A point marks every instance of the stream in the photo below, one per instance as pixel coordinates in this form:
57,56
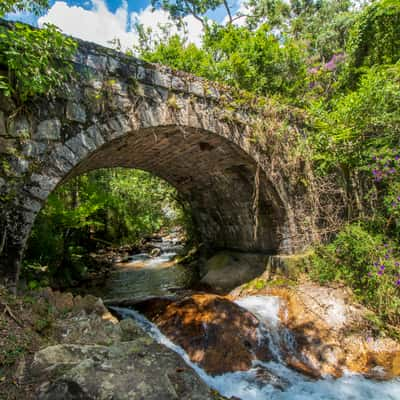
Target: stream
145,277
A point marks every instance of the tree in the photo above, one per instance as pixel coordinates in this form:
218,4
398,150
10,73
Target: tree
32,61
35,6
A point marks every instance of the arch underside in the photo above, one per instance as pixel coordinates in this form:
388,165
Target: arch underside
213,174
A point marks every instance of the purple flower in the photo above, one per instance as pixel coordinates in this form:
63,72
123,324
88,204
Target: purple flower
313,70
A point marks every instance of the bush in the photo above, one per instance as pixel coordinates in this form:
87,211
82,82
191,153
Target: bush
367,263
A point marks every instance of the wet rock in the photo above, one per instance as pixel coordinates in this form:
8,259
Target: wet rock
266,377
155,252
138,369
227,270
217,334
332,333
=-=-=-=-=
**Task brief:** Set down exactly the lines of the material above from the one with "A point marks every instance of the arch" through the end. Include both ends and nothing else.

**Answer section:**
A point marks every instance of the arch underside in the photo above, one per instance as pixel coordinates in this form:
388,165
Target: arch underside
213,174
A point marks every instance of the purple flower in the photo above, one per instance as pixel coordinates in this form:
63,72
123,324
88,204
Target: purple flower
313,70
A point marks every instance of the bush in the photo above, one per instance as pixel coordinates in this form:
87,211
82,82
191,153
Target: bush
367,263
A point marks every instance of the wet rock in the photo above, one per instance as pixel coordinates in this form:
8,259
Target: wet rock
266,377
155,252
138,369
227,270
217,334
332,333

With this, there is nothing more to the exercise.